Goal 1: Transcribe everything in the post about the marriage below, from "Fast forward to" down to "the conversation down.".

Text shown:
(begin)

I have been married for 13 years and have two children with my husband. When we got together all those years ago we had ideas about what kind of life we would lead and we're generally on the same page. He was sociable and we had loads in common.

Fast forward to now and I am finding myself getting frustrated. I really dislike the area that we live in and we rent our home (have been here 10 years). We have two growing children who are running out of room and the area we live in is very rough. On our salaries combined we could easily move into a nicer area and get a mortgage instead of renting. He refuses to talk about any other options, even though he agrees it's not a nice place to live. When I ask him what his ambitions are in life, what type of future he sees he just laughs and closes the conversation down.

(end)

Goal 2: Report how many lines in the rows below contain the string "horn", and give only the number.

(Collected data entries)

(begin)

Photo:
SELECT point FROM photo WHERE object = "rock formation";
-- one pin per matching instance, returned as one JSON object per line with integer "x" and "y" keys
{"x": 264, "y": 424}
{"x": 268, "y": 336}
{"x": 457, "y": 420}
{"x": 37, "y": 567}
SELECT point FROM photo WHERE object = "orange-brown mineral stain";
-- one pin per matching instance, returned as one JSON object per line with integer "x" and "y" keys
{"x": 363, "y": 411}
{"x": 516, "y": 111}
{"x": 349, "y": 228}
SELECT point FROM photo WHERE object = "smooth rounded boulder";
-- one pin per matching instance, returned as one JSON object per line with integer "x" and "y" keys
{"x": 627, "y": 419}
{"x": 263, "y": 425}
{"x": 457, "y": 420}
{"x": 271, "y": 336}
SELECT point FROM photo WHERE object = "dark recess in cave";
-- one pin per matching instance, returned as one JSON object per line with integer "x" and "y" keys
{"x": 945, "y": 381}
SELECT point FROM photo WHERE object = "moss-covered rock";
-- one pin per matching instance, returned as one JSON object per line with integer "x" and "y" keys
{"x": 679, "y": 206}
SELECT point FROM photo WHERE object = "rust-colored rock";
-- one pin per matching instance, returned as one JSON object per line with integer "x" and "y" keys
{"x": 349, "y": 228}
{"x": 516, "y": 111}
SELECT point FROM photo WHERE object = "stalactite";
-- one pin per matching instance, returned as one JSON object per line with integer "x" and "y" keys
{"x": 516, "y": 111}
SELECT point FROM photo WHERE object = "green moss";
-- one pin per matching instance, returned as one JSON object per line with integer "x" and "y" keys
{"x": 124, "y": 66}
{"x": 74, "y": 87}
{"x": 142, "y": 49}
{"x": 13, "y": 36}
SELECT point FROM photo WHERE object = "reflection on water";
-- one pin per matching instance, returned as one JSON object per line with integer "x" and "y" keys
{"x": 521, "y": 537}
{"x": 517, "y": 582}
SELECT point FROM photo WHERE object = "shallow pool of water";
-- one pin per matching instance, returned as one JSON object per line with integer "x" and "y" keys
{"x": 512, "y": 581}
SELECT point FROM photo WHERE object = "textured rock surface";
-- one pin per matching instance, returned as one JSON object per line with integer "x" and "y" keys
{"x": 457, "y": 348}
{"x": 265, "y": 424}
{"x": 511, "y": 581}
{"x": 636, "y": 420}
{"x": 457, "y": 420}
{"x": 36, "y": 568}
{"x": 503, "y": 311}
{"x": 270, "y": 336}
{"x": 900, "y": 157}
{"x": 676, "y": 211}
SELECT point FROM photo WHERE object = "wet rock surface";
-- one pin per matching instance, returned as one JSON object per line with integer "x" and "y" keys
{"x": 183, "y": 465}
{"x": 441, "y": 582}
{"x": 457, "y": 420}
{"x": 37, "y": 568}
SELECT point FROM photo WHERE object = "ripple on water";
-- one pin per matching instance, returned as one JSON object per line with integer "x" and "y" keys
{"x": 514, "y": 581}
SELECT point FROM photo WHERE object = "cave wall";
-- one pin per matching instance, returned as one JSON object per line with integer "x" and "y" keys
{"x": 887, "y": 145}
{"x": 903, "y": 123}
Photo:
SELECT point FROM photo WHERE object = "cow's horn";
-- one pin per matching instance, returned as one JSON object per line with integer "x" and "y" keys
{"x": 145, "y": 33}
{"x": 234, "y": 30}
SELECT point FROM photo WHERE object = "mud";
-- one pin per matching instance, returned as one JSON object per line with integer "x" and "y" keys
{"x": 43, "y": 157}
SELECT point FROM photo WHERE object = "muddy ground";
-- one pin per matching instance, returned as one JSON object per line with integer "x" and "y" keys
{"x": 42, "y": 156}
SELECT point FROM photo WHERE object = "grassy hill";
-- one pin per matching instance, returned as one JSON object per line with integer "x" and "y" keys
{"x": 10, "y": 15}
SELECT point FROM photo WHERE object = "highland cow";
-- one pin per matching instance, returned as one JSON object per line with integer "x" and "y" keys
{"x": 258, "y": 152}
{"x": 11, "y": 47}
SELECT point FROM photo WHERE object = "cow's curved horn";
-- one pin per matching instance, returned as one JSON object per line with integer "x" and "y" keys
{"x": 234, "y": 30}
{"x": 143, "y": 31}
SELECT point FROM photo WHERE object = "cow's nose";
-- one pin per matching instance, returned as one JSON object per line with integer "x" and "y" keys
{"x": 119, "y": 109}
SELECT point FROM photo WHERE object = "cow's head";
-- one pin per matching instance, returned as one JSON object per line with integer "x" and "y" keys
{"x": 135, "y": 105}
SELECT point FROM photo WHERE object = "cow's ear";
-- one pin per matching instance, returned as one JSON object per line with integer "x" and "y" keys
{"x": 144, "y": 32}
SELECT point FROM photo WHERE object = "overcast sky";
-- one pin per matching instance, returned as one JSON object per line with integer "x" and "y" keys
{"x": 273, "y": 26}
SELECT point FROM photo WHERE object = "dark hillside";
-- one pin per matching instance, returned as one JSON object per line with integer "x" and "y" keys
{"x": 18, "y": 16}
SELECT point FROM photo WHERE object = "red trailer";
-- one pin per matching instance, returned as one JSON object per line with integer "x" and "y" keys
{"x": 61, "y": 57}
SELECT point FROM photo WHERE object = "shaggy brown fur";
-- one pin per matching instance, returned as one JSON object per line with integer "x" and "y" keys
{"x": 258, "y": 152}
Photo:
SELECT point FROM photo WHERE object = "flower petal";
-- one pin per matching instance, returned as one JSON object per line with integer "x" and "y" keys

(end)

Written solution 1:
Fast forward to now and I am finding myself getting frustrated. I really dislike the area that we live in and we rent our home (have been here 10 years). We have two growing children who are running out of room and the area we live in is very rough. On our salaries combined we could easily move into a nicer area and get a mortgage instead of renting. He refuses to talk about any other options, even though he agrees it's not a nice place to live. When I ask him what his ambitions are in life, what type of future he sees he just laughs and closes the conversation down.

Written solution 2: 2